» Written instruction: Report every line in the records below that contains the word "green". Case counts.

[Excerpts from a location annotation dataset]

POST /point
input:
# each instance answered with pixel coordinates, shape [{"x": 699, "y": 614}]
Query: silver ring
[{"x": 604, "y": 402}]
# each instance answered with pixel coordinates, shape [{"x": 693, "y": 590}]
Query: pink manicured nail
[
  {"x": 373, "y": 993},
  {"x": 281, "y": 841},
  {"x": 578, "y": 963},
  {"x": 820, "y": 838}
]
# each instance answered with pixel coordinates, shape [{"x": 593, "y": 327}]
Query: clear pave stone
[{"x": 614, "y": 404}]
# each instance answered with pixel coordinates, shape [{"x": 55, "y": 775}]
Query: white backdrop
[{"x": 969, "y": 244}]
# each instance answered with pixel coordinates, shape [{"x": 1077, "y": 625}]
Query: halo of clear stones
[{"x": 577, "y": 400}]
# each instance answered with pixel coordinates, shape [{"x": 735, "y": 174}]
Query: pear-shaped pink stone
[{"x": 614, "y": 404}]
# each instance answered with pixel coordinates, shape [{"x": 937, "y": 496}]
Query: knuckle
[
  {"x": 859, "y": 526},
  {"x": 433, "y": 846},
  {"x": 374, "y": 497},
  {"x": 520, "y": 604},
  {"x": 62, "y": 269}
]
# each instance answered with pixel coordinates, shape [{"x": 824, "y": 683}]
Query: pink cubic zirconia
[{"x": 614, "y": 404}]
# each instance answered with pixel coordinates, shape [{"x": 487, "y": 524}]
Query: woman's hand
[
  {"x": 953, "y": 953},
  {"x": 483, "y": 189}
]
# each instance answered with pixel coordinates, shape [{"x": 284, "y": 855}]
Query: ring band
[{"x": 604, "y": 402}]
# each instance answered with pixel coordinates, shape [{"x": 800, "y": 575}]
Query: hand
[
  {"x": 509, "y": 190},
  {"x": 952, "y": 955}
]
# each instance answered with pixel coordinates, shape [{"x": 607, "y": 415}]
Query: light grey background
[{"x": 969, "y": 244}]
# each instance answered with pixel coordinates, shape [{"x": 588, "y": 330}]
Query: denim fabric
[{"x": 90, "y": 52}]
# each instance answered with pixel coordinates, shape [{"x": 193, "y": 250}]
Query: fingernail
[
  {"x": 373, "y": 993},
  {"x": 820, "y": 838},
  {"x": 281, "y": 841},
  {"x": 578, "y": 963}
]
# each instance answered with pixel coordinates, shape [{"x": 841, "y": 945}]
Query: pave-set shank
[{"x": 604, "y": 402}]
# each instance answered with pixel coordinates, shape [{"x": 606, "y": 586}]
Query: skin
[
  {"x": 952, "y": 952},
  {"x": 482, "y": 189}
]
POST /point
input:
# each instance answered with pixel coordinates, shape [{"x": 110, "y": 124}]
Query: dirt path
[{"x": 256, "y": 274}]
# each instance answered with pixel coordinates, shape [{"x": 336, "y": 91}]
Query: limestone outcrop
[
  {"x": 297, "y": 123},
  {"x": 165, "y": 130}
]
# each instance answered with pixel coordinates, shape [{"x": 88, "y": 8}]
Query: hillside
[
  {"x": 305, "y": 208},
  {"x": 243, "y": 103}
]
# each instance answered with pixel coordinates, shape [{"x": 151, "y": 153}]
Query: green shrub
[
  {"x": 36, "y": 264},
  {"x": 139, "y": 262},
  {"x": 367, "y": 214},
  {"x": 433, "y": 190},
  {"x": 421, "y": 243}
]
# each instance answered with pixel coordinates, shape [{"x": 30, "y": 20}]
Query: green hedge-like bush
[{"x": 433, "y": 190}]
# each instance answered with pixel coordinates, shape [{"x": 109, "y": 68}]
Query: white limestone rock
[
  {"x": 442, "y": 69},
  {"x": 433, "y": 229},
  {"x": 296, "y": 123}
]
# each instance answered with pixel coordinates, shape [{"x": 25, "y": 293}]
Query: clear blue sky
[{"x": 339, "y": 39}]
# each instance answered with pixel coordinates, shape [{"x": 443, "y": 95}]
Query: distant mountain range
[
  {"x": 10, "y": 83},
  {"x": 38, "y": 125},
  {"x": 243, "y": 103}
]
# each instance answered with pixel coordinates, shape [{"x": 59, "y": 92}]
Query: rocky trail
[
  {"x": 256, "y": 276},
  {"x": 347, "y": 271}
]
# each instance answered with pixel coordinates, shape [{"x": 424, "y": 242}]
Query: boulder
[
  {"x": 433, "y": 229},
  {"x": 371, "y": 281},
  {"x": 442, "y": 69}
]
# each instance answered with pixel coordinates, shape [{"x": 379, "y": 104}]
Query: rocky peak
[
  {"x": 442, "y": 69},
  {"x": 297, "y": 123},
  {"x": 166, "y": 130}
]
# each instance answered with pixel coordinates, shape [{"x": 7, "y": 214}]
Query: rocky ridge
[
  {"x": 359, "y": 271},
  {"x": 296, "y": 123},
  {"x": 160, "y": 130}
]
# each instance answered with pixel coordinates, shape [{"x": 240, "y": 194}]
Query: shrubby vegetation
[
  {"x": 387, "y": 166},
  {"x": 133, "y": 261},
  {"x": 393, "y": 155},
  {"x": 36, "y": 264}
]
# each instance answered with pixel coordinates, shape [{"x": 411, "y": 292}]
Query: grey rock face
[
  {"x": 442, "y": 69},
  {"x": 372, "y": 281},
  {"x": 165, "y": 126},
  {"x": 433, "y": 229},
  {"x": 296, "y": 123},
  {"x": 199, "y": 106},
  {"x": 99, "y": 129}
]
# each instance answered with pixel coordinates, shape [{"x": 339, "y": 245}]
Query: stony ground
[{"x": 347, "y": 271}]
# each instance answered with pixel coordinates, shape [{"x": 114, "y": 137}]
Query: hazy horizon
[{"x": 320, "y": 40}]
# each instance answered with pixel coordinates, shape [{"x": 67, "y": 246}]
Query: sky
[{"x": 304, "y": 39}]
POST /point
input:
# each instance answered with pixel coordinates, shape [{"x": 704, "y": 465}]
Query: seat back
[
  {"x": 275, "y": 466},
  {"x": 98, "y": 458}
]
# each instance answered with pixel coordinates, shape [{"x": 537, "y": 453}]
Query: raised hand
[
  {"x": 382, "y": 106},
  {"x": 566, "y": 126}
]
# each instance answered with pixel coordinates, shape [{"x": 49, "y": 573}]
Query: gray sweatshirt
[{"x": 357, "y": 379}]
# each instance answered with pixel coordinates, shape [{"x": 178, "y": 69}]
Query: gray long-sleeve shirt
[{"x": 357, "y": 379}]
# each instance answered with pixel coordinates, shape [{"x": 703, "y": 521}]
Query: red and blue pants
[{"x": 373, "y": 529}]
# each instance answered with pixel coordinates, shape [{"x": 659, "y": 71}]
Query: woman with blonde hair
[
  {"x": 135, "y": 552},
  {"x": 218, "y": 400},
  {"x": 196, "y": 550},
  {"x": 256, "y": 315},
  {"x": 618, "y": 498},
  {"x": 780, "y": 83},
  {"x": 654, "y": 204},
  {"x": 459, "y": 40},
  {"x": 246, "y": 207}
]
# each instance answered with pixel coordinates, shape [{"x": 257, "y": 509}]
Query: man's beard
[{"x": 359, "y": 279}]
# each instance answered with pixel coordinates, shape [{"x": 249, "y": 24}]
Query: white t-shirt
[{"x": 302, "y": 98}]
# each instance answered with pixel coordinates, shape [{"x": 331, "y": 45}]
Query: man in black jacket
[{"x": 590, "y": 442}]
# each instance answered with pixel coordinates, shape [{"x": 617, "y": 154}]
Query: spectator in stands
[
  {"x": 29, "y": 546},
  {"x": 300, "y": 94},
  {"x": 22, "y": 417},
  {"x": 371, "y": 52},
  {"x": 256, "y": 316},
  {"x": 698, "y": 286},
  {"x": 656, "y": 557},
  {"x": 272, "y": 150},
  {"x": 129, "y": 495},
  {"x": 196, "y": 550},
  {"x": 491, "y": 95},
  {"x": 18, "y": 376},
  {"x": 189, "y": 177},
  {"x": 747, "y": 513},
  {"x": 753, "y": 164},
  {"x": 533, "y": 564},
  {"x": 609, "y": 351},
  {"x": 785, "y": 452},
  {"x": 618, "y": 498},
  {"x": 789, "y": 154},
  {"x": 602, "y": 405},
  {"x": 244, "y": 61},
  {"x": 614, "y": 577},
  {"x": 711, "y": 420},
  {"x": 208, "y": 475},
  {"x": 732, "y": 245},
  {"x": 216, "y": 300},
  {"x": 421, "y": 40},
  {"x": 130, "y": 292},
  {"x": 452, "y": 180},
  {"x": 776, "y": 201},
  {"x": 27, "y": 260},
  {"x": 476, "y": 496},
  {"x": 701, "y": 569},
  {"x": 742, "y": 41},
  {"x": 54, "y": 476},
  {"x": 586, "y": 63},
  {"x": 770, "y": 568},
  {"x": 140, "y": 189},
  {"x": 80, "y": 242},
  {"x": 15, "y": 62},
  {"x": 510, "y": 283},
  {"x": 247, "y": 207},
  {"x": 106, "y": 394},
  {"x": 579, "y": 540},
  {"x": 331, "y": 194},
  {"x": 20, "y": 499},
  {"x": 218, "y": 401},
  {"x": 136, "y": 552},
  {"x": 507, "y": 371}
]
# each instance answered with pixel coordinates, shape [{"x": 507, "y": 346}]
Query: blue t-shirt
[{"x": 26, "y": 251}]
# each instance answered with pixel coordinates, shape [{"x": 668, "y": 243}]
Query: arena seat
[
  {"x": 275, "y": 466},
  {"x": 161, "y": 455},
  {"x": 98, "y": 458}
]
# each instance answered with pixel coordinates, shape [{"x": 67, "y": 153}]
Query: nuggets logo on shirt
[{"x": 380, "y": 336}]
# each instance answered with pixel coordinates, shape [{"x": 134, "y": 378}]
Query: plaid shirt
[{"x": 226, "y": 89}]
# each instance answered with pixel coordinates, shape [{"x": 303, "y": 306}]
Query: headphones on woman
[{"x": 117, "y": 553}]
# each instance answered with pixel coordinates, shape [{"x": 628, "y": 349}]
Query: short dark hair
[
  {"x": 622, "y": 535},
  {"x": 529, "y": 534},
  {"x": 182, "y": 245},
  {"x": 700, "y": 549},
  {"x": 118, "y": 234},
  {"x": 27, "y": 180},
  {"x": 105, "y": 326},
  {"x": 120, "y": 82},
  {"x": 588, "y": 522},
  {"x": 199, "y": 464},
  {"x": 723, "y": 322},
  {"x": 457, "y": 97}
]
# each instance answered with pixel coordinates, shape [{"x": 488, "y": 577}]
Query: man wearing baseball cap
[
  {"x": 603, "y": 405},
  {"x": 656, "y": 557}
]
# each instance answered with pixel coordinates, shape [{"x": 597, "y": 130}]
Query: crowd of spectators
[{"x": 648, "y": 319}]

» Written response:
Query: green shrub
Query: green hedge-like bush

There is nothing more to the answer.